TASK DESCRIPTION
Pull out every line in the entries that contains the string "house", with case counting.

INFORMATION PROVIDED
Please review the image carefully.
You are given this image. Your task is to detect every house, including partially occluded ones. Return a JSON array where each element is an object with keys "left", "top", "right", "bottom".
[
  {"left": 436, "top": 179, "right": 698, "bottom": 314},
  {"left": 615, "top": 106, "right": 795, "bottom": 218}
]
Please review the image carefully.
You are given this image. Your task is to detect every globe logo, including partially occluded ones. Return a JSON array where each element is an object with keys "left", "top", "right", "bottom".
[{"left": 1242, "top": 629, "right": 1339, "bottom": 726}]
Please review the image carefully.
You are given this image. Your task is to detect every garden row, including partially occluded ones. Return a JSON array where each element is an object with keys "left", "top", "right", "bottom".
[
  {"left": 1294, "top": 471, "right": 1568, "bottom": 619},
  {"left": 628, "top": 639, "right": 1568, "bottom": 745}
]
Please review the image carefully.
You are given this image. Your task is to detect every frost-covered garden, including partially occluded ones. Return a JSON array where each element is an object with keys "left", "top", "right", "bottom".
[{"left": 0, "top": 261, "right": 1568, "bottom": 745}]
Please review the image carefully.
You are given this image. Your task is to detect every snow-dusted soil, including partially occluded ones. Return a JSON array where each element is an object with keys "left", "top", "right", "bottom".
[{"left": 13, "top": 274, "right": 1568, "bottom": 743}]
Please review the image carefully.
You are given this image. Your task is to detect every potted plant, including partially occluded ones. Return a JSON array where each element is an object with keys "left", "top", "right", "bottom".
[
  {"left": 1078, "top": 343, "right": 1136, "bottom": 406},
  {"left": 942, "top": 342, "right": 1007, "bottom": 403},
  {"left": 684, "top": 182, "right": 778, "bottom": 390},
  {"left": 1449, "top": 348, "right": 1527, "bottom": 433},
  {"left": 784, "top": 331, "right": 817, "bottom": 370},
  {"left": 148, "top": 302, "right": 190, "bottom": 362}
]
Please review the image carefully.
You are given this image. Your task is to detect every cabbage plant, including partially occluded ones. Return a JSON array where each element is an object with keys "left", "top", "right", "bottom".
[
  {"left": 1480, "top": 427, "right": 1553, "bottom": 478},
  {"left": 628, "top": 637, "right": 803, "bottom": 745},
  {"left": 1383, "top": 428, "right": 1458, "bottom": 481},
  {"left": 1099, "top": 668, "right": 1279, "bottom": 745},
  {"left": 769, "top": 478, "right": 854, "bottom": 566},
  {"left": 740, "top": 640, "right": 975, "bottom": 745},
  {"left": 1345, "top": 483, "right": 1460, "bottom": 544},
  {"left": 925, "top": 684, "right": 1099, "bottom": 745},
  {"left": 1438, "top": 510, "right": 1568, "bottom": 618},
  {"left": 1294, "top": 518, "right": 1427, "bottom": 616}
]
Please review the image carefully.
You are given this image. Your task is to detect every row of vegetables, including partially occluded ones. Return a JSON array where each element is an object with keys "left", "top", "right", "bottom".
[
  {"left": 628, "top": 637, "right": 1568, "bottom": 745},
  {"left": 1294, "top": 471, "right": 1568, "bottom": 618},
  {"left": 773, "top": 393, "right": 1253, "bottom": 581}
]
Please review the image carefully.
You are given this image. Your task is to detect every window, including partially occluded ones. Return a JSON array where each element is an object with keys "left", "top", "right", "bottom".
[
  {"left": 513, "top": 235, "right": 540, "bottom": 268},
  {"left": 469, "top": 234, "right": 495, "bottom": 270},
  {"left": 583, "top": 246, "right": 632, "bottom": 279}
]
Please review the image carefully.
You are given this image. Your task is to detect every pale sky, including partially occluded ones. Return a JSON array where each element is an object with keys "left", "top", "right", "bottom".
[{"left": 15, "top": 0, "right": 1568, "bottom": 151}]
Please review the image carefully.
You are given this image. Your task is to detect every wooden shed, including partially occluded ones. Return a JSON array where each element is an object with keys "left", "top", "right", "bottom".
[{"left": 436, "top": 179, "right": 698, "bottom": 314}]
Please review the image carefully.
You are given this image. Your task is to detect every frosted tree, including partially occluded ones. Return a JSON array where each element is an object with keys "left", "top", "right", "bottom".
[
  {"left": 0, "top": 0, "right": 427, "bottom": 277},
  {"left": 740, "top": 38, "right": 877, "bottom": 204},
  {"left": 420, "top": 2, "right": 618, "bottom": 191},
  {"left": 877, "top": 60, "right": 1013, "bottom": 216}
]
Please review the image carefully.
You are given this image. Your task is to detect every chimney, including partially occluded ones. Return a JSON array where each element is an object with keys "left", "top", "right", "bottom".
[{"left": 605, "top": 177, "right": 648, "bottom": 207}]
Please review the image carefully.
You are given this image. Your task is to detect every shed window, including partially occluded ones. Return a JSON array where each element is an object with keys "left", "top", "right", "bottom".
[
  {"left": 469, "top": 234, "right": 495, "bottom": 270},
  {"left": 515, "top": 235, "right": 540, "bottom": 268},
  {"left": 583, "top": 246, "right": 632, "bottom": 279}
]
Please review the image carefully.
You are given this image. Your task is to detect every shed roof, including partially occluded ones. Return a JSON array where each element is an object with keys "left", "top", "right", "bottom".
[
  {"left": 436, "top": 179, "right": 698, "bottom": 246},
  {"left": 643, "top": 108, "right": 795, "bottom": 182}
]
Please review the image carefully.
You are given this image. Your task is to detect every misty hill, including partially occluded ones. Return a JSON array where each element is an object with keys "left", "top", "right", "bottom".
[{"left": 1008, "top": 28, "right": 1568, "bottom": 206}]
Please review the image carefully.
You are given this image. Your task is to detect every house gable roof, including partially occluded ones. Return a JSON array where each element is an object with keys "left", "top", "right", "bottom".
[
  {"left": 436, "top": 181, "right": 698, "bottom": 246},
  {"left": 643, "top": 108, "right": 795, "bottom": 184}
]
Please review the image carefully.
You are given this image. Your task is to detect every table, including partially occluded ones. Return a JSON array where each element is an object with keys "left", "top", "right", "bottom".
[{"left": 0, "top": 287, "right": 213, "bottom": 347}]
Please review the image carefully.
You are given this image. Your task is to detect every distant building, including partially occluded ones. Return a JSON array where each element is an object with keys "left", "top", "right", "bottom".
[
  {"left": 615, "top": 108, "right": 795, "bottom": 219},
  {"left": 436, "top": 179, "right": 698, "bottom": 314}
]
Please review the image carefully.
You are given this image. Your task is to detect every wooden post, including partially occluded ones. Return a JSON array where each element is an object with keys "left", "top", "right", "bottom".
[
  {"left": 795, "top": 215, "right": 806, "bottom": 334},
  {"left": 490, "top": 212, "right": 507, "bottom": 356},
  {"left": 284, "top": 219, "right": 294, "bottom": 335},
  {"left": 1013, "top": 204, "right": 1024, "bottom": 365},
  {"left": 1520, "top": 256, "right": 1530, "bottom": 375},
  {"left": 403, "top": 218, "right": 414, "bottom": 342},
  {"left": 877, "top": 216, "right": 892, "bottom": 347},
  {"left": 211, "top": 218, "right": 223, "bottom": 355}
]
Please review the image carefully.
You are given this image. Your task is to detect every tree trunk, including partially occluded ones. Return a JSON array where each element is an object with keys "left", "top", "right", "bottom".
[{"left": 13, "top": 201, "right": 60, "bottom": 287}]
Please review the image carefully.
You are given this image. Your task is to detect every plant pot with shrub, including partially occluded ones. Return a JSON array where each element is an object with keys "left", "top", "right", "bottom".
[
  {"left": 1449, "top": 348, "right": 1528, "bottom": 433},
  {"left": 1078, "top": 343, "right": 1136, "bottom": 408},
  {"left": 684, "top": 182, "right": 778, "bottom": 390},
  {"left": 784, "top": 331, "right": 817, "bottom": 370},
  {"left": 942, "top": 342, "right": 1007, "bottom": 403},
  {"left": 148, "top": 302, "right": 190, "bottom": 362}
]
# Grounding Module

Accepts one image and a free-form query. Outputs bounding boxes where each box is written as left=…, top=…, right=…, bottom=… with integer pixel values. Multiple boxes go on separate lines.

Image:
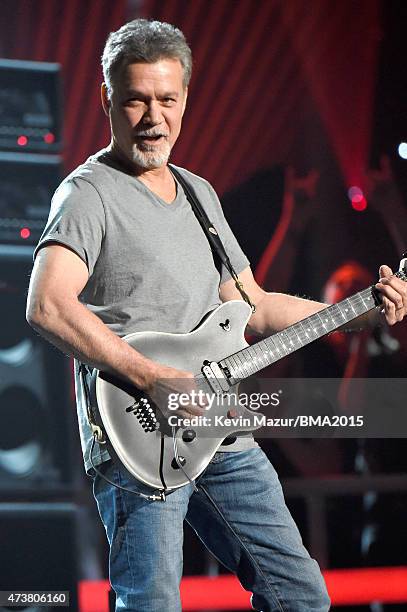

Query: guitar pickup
left=202, top=361, right=230, bottom=394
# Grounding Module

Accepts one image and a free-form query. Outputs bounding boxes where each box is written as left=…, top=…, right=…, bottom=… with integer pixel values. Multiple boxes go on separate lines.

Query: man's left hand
left=376, top=266, right=407, bottom=325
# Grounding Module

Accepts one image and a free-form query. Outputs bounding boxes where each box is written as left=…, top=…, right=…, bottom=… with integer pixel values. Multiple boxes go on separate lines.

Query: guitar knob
left=171, top=455, right=187, bottom=470
left=182, top=429, right=196, bottom=442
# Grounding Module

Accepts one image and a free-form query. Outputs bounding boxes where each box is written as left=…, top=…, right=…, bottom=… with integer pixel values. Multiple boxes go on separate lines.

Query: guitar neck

EXERCISE ANSWER
You are given this image. Your task is to detect every house, including partially occluded ones. Return a JSON array where each element is an object with keys "left", "top", "right", "bottom".
You are given this image. Your task is to detect every house gable roof, including partially occluded ones. Return a JSON array where each element is an object with keys "left", "top", "right", "bottom".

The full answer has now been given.